- _Task to carry out_: Copy the data below word for word, from its first line through the line that contains "column 100, row 52".

- _Rows_:
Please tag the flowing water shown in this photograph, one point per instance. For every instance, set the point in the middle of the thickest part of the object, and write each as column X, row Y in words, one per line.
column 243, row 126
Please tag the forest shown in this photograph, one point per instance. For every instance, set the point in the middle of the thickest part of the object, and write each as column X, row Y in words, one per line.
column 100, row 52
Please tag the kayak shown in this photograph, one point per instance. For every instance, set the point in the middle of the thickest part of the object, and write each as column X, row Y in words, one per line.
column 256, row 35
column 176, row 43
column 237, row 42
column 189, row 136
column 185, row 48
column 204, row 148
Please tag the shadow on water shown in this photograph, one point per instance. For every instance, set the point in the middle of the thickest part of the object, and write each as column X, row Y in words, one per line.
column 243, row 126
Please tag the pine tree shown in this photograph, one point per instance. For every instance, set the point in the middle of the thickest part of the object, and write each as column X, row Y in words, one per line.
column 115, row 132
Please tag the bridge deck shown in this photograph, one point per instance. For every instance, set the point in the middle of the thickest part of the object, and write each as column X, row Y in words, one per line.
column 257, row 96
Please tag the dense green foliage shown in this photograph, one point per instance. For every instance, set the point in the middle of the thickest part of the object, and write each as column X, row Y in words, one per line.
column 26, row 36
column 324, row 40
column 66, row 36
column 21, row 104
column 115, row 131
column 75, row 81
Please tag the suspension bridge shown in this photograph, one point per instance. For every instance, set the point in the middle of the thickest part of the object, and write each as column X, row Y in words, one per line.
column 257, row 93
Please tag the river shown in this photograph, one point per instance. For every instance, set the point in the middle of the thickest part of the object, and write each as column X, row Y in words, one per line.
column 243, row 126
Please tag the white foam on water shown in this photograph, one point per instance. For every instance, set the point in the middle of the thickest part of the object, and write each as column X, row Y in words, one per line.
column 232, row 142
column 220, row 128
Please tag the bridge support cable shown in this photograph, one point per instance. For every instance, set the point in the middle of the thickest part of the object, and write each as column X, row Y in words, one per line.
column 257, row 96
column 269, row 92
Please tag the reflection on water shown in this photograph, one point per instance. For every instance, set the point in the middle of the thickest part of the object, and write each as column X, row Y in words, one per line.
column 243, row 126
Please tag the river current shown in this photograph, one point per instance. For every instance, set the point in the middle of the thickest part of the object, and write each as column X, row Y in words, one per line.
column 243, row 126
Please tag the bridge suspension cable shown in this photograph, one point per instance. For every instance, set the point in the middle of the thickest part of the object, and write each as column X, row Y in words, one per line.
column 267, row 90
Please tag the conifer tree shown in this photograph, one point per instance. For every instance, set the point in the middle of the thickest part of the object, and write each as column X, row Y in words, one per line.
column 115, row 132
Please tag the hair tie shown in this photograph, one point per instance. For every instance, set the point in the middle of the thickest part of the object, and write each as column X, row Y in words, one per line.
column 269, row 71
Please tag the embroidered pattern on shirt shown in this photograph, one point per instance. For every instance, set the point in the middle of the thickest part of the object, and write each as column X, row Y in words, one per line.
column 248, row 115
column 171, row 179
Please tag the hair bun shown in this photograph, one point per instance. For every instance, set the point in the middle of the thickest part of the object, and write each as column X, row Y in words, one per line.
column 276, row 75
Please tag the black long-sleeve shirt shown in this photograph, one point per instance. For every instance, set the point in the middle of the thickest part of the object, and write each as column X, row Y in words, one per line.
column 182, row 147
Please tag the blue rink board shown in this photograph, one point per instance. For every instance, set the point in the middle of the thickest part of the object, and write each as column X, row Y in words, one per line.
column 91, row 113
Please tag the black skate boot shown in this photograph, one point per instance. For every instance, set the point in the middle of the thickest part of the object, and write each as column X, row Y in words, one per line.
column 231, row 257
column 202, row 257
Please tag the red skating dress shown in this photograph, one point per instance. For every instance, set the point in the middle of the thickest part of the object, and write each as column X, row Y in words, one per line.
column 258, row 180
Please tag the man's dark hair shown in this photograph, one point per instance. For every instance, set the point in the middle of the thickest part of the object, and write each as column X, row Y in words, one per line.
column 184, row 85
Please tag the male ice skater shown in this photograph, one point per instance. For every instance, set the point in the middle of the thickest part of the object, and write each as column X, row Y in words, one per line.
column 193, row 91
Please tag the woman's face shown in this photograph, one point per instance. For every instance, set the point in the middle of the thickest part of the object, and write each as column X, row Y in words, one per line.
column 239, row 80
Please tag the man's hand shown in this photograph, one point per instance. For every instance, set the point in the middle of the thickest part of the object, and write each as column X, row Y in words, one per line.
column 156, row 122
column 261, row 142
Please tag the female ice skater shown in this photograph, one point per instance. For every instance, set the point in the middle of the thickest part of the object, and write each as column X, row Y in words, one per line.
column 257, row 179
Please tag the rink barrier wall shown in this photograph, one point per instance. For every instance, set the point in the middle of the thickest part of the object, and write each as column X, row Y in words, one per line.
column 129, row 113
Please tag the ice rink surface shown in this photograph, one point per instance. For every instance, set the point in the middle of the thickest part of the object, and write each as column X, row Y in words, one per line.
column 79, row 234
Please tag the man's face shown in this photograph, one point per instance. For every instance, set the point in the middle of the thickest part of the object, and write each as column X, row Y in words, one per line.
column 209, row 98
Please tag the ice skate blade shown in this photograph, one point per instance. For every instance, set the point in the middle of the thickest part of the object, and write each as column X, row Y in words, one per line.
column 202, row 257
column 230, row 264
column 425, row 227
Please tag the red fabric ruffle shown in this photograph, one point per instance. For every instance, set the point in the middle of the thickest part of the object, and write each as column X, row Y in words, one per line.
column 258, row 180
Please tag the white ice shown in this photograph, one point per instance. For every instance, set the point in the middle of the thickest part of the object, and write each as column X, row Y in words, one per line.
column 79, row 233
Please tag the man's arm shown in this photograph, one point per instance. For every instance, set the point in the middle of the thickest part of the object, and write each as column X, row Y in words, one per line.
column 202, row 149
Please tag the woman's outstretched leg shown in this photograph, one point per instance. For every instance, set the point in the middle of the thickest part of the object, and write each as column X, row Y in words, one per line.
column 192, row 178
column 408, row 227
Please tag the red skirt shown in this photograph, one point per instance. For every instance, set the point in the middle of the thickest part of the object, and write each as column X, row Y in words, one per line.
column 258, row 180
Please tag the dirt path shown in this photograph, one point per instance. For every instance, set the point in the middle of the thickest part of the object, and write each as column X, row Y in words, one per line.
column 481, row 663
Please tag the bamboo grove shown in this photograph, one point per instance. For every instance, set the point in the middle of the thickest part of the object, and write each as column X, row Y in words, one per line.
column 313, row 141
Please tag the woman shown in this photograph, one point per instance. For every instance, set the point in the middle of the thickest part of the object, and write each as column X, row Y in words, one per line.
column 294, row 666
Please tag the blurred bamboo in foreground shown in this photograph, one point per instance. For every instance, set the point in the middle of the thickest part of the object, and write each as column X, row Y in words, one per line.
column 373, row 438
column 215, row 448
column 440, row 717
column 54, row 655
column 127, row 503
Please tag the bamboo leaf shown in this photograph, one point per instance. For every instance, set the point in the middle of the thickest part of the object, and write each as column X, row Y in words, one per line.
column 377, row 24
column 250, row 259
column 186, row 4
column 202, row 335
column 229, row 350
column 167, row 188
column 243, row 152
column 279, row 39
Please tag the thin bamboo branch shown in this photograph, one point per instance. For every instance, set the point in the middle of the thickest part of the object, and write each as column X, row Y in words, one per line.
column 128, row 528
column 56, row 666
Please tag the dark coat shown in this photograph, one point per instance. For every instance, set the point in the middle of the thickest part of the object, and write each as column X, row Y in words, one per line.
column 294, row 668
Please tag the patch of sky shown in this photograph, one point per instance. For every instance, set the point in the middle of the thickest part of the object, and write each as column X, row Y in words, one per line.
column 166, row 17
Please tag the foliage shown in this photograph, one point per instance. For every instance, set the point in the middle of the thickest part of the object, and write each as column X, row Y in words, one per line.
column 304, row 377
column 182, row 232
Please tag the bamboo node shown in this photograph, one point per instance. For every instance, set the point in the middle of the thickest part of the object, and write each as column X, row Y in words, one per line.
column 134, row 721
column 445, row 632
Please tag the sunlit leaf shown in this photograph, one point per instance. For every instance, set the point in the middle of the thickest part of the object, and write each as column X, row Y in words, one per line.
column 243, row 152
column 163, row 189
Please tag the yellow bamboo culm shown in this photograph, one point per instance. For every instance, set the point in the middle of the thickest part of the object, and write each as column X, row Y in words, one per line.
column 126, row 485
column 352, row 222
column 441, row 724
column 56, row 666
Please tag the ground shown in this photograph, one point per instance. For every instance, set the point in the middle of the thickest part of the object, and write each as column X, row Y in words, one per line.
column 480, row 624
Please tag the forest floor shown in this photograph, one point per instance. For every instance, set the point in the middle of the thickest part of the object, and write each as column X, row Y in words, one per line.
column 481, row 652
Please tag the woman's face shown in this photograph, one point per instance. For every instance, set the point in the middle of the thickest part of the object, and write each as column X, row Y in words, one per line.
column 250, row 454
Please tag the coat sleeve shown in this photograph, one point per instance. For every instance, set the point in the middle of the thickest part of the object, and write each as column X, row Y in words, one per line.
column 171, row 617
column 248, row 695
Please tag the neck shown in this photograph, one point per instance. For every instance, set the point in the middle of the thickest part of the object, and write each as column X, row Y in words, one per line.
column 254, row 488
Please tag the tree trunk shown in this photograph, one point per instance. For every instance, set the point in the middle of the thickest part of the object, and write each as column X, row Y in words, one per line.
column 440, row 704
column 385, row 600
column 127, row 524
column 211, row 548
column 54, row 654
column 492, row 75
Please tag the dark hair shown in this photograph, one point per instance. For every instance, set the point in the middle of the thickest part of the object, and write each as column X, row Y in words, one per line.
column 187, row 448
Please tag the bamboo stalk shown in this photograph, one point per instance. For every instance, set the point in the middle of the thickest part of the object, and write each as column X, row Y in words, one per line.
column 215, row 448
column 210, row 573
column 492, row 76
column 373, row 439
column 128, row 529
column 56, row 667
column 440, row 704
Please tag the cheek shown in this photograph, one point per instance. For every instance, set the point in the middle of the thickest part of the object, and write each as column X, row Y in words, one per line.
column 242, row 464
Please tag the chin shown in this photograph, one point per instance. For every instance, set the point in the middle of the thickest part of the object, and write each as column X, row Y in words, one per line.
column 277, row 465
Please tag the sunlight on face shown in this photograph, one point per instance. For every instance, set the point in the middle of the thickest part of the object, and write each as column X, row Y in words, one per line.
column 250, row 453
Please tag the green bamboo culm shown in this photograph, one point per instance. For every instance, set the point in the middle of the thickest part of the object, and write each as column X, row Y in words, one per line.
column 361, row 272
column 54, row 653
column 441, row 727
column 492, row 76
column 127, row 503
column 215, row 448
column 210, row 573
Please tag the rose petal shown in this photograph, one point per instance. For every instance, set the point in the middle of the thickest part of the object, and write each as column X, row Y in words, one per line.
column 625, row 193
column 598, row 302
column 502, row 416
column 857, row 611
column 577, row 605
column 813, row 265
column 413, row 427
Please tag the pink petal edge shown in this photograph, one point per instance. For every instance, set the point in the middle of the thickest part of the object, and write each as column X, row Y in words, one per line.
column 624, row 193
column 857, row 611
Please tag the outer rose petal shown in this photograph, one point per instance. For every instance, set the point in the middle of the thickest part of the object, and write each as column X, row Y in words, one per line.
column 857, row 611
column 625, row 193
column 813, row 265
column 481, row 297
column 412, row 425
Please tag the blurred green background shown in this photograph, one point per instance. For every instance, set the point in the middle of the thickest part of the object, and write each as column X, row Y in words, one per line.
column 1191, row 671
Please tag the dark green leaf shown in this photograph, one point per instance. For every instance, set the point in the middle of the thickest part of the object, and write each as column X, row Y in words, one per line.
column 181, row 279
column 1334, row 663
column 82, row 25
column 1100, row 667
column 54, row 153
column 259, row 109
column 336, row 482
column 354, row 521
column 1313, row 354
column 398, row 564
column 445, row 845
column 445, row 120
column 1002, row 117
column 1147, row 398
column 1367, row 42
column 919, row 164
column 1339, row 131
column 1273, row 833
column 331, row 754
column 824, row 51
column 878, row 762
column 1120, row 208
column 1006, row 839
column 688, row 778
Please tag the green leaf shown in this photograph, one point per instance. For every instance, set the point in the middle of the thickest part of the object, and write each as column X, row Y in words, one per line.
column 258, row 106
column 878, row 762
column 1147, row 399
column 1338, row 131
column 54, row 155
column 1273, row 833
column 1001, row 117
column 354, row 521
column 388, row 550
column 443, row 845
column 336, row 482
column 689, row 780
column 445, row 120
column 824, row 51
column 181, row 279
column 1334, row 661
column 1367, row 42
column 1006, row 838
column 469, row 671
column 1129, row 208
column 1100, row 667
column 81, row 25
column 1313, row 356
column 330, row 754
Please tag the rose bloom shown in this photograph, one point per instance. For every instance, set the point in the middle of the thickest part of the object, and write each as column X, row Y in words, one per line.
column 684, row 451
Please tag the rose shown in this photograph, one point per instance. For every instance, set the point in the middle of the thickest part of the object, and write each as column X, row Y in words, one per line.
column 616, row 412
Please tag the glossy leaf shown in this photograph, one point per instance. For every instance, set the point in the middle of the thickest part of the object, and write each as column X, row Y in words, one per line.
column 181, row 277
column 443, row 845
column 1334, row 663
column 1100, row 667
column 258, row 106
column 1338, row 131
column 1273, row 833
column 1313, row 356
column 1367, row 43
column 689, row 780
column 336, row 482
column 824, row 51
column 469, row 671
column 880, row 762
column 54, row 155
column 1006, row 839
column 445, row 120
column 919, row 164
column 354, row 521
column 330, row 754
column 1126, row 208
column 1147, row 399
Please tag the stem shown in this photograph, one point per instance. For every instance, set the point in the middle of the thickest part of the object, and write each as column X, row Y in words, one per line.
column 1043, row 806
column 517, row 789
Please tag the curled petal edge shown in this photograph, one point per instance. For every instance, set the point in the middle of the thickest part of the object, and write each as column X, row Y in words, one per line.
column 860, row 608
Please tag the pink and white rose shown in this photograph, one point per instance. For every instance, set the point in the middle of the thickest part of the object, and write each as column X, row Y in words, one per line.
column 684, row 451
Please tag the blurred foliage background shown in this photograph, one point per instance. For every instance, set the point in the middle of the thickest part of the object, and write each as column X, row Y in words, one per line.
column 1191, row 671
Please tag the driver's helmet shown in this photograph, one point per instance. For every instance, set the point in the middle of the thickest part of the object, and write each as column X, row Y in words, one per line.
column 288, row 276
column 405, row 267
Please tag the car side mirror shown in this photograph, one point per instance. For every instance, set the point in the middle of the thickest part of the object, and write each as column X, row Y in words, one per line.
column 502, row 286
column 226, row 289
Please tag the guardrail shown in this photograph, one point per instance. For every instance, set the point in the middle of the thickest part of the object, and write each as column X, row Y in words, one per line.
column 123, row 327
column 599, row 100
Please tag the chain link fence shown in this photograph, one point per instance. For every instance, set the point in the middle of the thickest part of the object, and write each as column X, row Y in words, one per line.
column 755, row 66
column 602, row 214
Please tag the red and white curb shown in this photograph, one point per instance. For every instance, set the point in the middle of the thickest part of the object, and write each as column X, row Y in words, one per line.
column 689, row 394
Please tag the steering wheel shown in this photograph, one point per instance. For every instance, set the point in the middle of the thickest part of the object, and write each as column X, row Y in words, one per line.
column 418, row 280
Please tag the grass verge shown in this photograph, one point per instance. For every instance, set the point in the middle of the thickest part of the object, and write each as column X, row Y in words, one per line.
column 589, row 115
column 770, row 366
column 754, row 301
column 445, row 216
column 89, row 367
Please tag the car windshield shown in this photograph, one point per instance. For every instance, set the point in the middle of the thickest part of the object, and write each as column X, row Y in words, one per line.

- _Solution to this task_:
Please tag the flowing water shown in this photograph, one point per instance. For every instance, set the point in the middle of the thickest part of the object, and write each as column X, row Y in words, one per line.
column 243, row 126
Please tag the forest shown in this photograph, one point per instance. For every instance, set the point in the middle of the thickest part of the object, and write each as column X, row Y in words, one per line.
column 100, row 52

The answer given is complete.